What you return should match the entries below exactly, only without the images.

------------------------

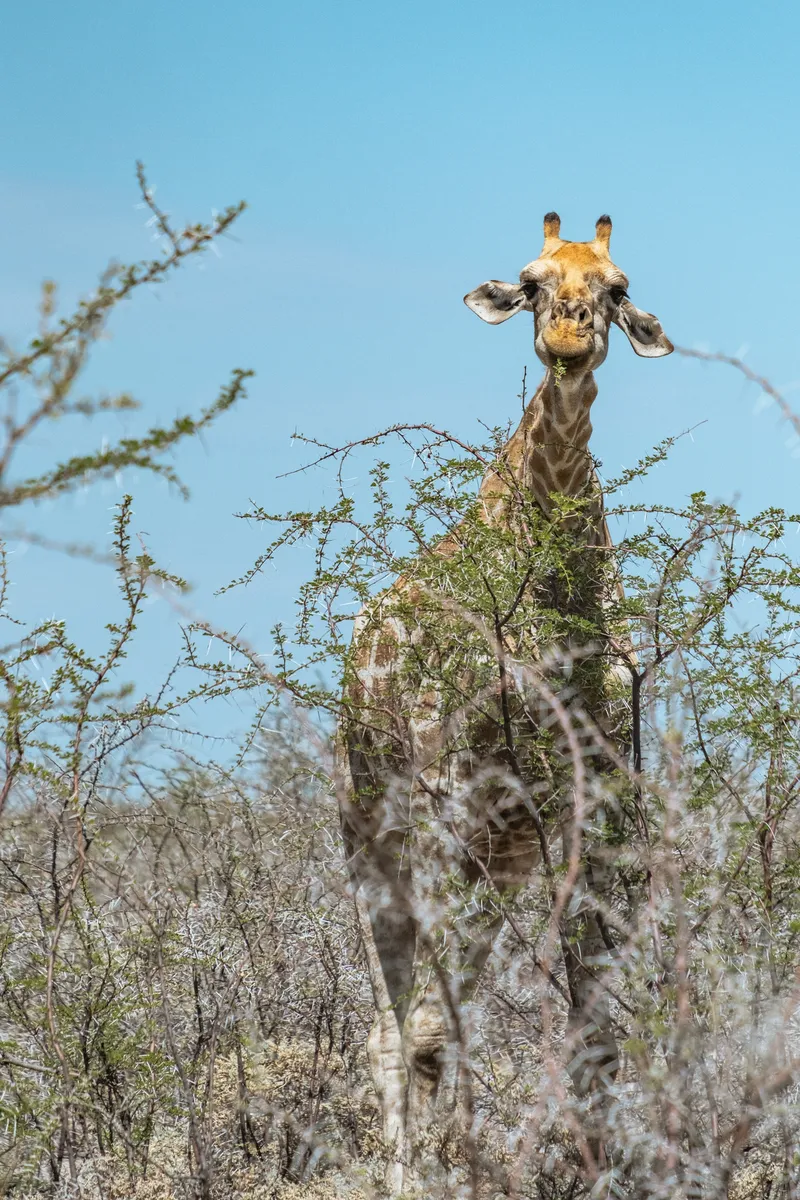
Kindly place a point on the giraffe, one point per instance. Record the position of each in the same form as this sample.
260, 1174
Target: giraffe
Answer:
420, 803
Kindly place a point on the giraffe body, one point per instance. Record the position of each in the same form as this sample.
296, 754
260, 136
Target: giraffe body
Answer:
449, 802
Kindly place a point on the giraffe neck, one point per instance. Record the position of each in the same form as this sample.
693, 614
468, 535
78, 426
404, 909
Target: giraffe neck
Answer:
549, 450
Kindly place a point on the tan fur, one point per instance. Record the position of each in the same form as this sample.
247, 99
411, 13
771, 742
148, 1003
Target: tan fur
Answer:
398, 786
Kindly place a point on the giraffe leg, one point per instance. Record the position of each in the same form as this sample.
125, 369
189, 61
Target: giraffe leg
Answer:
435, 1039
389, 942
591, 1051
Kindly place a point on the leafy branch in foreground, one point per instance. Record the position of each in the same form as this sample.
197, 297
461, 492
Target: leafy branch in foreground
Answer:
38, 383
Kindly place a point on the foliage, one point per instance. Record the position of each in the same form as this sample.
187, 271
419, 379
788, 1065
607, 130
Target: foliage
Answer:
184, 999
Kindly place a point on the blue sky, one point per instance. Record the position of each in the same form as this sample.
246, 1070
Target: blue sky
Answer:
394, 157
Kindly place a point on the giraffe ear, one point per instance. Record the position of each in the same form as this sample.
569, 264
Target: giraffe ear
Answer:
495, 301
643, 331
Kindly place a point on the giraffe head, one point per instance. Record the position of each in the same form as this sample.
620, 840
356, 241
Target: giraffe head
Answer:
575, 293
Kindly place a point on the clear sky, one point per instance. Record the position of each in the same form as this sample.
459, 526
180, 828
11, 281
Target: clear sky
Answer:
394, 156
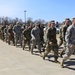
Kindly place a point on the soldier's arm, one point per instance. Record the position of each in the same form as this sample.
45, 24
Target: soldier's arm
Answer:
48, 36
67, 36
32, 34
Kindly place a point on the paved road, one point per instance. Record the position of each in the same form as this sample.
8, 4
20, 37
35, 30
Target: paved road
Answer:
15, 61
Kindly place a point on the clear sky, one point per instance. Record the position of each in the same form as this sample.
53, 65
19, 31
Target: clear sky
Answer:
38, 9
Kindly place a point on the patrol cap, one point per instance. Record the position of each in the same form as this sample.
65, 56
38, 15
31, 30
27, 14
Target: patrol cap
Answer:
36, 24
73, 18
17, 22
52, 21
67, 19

------------------------

▶ Output for this exercise
Kindly place a point on the giraffe, one point per instance. Record the position of each in the same form as this sample.
260, 1174
Target: giraffe
Answer:
420, 803
Kindly place a point on the giraffe body, one point per instance. Record the position of each in the same form as this sample.
296, 754
260, 136
Target: giraffe body
Answer:
449, 802
Kindly place a point on the giraffe neck, one point per instance. Record the position of each in the same form as this sample.
693, 614
468, 535
78, 426
404, 909
Target: giraffe neck
Answer:
549, 450
Kindly place a point on the tan fur, one point per instance. Record the position of each in the same form as this sample.
247, 99
411, 13
771, 742
148, 1003
Target: tan fur
Answer:
398, 786
Kindly place a point on the giraffe leg, one point per instance. Record the position of each in the same form as this sample.
125, 369
189, 61
Target: giraffe leg
Answer:
435, 1039
389, 942
591, 1051
Kindly place a point on the leafy branch in foreground, one point per instance. Record the position of each in the same form as this sample.
197, 297
461, 492
Target: leafy branch in foreground
Answer:
38, 383
Kindly place a point on the foliage, one point per instance. Record the position of each in the same form as this sample.
187, 271
419, 379
788, 1065
607, 130
Target: foliage
Answer:
184, 999
Kindly place a point on the blue sky, one point per instance. Record the position of each in the same form as this sample.
246, 1070
Target: blue sky
Answer:
394, 157
Kindly place a point on the giraffe ear, one point per instance. Record the position of each in the same form as this sample.
569, 264
Target: giraffe ear
Answer:
495, 301
643, 331
Kindly place a point on the giraffe head, one point per instance. Record the position of each in the same form as this sample.
620, 840
356, 241
Target: giraffe head
Answer:
575, 293
Kindly place a point on the clear sky, one point per instance. Record the position of each in the same form as this sample.
459, 526
180, 828
11, 281
Target: clear sky
Answer:
394, 156
Kindly place a point on the soldier's arm, one point per instance. Record the position of each in the same form as this sample.
45, 24
Target: soldier's arm
Answer:
48, 36
67, 36
32, 34
Kindly place a point on the paved road, one point per instance. Record the position of each in the same form as this sample.
8, 4
20, 37
35, 30
Target: paved road
Answer:
15, 61
Kindly place a point on the clear sky, one point per instance. Record the position of each in the same form as this sample.
53, 65
19, 31
Target: clear sky
Answer:
38, 9
Kindly place a point on the patrol cap, one point per instance. Record the position of each in the same form as this sample.
65, 56
38, 15
31, 30
27, 14
Target: patrol cap
Answer:
36, 24
73, 18
17, 22
52, 21
67, 19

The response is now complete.